--- START OF TASK DATA ---

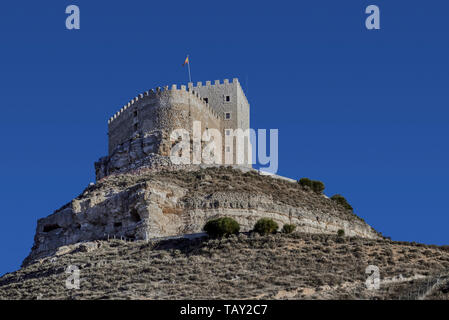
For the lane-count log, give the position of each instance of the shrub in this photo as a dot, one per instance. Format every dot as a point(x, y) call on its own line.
point(265, 226)
point(342, 201)
point(288, 228)
point(305, 182)
point(315, 185)
point(221, 227)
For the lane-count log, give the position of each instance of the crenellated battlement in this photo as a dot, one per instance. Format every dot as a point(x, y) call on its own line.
point(143, 125)
point(152, 93)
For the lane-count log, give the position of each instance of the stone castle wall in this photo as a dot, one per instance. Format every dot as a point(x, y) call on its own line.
point(139, 133)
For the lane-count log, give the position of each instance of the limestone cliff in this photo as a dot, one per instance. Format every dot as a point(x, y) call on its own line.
point(148, 205)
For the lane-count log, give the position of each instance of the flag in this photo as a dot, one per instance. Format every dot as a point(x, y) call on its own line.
point(186, 61)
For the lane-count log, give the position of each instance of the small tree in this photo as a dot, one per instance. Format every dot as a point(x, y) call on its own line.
point(342, 201)
point(288, 228)
point(266, 226)
point(221, 227)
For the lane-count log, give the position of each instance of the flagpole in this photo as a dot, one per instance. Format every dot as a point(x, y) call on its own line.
point(188, 66)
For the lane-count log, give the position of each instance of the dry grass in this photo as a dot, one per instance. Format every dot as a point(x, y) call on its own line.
point(296, 266)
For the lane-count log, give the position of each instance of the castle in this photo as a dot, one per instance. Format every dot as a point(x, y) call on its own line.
point(128, 203)
point(139, 133)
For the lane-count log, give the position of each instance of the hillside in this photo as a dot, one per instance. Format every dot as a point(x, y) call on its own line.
point(145, 205)
point(248, 266)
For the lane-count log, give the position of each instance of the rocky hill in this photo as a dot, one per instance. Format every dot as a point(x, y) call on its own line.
point(248, 266)
point(149, 204)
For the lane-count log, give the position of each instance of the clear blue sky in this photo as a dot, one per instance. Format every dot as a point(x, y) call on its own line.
point(364, 111)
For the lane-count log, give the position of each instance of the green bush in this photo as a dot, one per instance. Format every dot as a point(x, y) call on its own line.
point(221, 227)
point(342, 201)
point(315, 185)
point(266, 226)
point(288, 228)
point(305, 182)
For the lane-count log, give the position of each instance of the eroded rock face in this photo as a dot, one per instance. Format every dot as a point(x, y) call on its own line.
point(149, 207)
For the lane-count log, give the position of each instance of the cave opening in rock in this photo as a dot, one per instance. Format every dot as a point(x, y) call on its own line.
point(135, 217)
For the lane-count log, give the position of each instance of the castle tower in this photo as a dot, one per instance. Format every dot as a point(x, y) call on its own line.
point(229, 100)
point(140, 132)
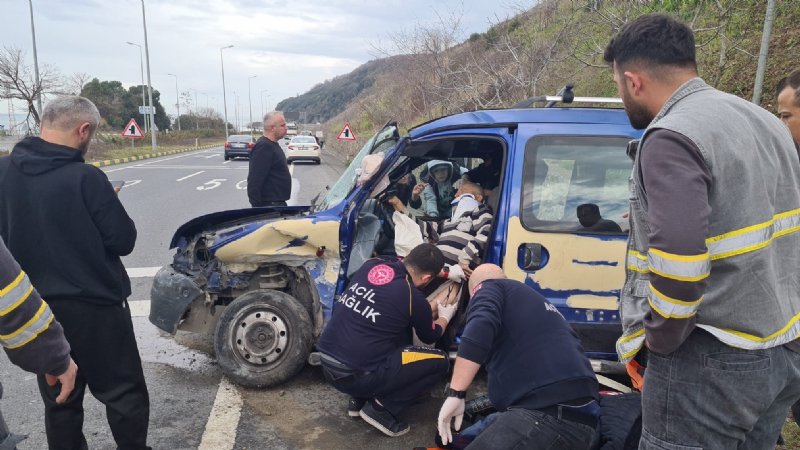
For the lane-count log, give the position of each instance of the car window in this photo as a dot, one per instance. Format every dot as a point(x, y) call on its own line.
point(576, 184)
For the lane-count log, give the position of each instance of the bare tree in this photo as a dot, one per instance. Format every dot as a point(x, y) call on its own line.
point(17, 80)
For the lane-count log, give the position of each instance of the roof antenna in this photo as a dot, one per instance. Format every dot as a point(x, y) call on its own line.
point(566, 94)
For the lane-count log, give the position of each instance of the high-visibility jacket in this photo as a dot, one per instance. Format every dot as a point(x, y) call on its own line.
point(751, 266)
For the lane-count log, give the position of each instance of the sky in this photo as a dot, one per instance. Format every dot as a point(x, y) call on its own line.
point(289, 46)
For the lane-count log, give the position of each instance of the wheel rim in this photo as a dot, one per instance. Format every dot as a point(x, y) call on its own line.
point(260, 336)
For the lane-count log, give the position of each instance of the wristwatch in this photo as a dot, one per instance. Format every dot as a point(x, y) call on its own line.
point(454, 393)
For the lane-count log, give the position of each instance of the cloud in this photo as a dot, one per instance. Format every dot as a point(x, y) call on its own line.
point(290, 45)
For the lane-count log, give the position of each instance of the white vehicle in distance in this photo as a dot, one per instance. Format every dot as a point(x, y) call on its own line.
point(303, 148)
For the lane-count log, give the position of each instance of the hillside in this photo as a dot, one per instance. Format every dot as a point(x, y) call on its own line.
point(539, 51)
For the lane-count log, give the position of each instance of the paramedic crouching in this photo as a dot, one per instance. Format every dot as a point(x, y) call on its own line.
point(365, 347)
point(540, 381)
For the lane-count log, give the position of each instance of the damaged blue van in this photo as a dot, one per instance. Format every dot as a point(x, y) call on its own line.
point(261, 282)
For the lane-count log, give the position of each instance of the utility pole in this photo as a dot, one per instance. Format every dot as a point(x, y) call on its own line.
point(36, 64)
point(177, 99)
point(153, 128)
point(224, 98)
point(769, 18)
point(141, 68)
point(250, 102)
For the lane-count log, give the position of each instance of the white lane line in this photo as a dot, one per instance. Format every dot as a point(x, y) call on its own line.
point(139, 308)
point(220, 432)
point(142, 272)
point(190, 176)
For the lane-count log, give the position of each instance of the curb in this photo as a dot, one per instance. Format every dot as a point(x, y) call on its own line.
point(111, 162)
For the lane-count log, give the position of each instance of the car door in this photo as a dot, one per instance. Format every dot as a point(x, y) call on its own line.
point(558, 170)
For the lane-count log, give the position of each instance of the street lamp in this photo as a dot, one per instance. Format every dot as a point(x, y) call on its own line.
point(141, 67)
point(250, 102)
point(263, 113)
point(224, 98)
point(149, 85)
point(177, 99)
point(36, 63)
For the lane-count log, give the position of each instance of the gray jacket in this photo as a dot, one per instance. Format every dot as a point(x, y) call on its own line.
point(750, 269)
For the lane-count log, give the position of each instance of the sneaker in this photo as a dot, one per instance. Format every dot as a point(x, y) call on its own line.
point(383, 421)
point(354, 406)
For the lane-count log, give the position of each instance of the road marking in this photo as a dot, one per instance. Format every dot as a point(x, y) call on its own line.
point(220, 432)
point(190, 176)
point(142, 272)
point(139, 308)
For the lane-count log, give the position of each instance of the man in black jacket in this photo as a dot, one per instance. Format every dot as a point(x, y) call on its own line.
point(540, 380)
point(365, 345)
point(66, 227)
point(268, 180)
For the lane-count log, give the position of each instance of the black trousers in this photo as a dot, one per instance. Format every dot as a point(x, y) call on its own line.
point(406, 373)
point(104, 348)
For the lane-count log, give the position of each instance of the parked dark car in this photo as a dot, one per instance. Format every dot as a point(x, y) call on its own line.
point(239, 145)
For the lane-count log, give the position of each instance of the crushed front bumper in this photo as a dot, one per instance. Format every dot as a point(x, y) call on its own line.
point(170, 297)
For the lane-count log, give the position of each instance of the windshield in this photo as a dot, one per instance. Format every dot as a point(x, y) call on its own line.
point(385, 139)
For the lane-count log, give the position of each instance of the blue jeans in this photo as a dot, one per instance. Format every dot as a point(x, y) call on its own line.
point(707, 395)
point(518, 429)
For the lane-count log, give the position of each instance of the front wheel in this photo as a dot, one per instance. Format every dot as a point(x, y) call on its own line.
point(263, 338)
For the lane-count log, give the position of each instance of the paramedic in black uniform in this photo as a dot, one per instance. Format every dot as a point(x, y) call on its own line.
point(365, 347)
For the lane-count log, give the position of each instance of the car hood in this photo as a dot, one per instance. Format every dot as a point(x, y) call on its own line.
point(232, 218)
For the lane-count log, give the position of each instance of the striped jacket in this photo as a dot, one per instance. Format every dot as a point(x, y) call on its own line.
point(31, 336)
point(462, 239)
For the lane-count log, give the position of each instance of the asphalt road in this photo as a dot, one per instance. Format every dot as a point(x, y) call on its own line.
point(193, 406)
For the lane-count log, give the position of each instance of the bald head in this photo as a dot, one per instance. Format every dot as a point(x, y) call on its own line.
point(485, 272)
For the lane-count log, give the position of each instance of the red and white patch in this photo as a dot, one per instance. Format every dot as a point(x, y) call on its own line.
point(380, 275)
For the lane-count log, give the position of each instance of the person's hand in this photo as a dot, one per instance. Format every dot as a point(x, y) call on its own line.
point(465, 268)
point(418, 189)
point(456, 273)
point(396, 203)
point(447, 311)
point(67, 380)
point(452, 408)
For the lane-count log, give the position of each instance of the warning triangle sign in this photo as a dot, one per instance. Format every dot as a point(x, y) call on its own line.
point(346, 133)
point(132, 130)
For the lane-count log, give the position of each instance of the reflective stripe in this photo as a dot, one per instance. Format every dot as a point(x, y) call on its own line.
point(411, 357)
point(637, 262)
point(28, 332)
point(669, 307)
point(740, 339)
point(679, 267)
point(754, 237)
point(628, 346)
point(15, 293)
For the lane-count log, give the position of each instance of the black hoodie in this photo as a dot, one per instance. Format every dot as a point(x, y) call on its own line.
point(64, 223)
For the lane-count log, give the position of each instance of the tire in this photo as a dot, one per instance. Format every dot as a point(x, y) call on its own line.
point(263, 338)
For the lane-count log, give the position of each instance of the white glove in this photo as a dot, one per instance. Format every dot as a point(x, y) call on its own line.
point(447, 311)
point(455, 273)
point(452, 408)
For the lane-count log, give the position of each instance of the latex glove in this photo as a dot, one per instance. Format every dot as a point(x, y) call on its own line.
point(455, 273)
point(447, 311)
point(452, 408)
point(67, 380)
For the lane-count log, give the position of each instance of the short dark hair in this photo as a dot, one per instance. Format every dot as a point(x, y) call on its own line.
point(425, 259)
point(653, 39)
point(793, 81)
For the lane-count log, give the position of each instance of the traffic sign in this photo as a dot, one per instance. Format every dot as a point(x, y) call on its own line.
point(132, 130)
point(346, 134)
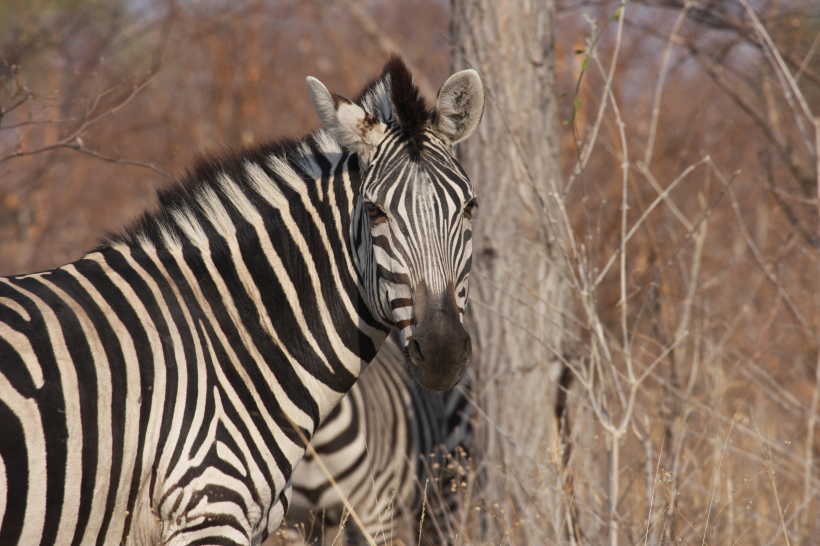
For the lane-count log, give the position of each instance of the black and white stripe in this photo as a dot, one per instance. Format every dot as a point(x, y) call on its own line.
point(153, 391)
point(381, 444)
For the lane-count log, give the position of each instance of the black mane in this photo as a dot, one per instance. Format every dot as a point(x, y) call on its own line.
point(409, 108)
point(406, 107)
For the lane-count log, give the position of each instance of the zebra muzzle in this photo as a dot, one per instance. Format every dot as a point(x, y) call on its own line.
point(440, 347)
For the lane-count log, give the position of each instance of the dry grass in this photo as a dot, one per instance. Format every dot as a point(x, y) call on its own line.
point(690, 199)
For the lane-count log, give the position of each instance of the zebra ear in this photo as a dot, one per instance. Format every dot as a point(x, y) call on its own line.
point(459, 106)
point(354, 129)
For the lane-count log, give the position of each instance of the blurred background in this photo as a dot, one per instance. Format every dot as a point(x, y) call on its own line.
point(687, 375)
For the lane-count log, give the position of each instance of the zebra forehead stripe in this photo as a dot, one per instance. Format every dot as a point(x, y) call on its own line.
point(157, 390)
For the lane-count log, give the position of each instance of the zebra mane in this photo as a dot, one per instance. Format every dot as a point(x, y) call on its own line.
point(205, 191)
point(394, 98)
point(221, 184)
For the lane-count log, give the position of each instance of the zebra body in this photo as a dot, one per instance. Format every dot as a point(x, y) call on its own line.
point(157, 390)
point(380, 445)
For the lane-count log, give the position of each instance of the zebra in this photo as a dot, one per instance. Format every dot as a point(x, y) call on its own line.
point(161, 389)
point(381, 444)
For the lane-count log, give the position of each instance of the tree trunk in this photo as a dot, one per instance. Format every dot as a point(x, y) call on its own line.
point(518, 292)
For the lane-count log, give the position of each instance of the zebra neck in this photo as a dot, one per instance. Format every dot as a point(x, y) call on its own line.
point(259, 254)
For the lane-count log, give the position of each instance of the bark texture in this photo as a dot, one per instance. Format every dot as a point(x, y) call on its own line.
point(518, 292)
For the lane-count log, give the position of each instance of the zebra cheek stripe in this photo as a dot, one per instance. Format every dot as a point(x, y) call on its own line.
point(158, 390)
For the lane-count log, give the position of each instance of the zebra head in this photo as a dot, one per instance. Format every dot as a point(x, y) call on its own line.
point(411, 232)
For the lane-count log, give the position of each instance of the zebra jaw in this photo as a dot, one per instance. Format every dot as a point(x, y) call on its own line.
point(408, 261)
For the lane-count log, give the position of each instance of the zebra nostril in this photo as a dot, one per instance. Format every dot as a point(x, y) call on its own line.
point(416, 355)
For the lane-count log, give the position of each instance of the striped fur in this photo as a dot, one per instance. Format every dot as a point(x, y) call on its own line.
point(154, 391)
point(381, 444)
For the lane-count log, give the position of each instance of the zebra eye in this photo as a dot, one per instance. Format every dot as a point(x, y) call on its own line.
point(375, 213)
point(468, 208)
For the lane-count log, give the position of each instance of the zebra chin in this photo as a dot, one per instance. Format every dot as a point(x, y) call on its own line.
point(440, 347)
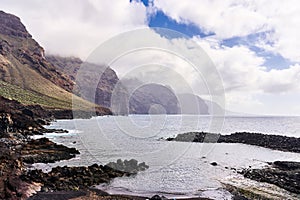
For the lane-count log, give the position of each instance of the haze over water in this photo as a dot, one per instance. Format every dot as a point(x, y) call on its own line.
point(176, 168)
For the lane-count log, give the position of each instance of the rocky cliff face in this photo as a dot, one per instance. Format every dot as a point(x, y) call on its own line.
point(27, 76)
point(19, 50)
point(106, 79)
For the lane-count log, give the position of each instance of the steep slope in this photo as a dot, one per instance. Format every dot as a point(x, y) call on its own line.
point(26, 75)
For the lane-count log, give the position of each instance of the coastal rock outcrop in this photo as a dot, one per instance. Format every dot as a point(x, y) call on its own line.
point(285, 174)
point(276, 142)
point(75, 178)
point(45, 151)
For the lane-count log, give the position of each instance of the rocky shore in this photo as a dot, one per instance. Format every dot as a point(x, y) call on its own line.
point(276, 142)
point(17, 124)
point(285, 174)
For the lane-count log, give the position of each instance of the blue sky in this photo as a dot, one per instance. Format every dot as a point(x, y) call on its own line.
point(253, 44)
point(162, 20)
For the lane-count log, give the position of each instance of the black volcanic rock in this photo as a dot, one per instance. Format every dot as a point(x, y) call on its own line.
point(284, 174)
point(276, 142)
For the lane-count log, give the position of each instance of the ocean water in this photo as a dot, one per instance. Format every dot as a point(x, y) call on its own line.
point(177, 169)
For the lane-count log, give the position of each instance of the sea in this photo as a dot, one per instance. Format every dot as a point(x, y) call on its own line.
point(176, 169)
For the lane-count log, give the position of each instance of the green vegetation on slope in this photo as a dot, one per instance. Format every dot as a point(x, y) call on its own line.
point(28, 97)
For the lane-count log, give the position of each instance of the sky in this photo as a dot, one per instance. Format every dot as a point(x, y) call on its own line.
point(253, 44)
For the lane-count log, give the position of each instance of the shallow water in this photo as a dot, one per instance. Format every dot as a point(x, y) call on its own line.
point(176, 168)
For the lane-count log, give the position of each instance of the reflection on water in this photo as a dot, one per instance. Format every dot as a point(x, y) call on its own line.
point(175, 167)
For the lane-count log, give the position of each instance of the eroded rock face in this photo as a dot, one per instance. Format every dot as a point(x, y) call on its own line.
point(18, 50)
point(95, 82)
point(11, 25)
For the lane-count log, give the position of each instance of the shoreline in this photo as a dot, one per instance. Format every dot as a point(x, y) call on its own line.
point(18, 149)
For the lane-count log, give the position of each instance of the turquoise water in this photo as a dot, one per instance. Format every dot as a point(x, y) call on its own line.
point(176, 168)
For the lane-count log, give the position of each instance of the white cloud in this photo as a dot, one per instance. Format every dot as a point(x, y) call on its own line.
point(230, 18)
point(76, 27)
point(247, 82)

--- END OF TASK DATA ---

• **WHAT IS BEING ASKED**: Set out exactly the run of lines that begins at the line holding "of the shallow" and ends at the last line of the data.

• **COMPLETE RESPONSE**:
For the lane-count log, give the position of each instance of the shallow water in this photo as a dot, one per instance. Format every dot as a point(x, y) call on its own line.
point(176, 168)
For the lane-count log, give the position of each instance of the reflection on water in this photo as a dot, one per instance. Format every dot as a point(x, y) call on its own line.
point(175, 167)
For the lane-count log, give the position of each instance of the eroded rock face in this photo as a dot, one per instance. Format every dot as a point(x, y) call on its own line.
point(18, 50)
point(95, 82)
point(11, 25)
For the lane-count log, give the position of each instance of the shoreline in this photo as a dot, one per instance. Format every dot as a point(x, y) call on its own line.
point(18, 149)
For the lane-count log, give the position of each instance of the turquoise water in this photo as a dot, one per instance. Format every dot as a point(x, y) call on its own line.
point(176, 168)
For the lane-count log, give the position of each instance of the white cloud in this photo as a dot, one per instance. Format every dot as a point(x, y) call on its own line.
point(230, 18)
point(76, 27)
point(247, 82)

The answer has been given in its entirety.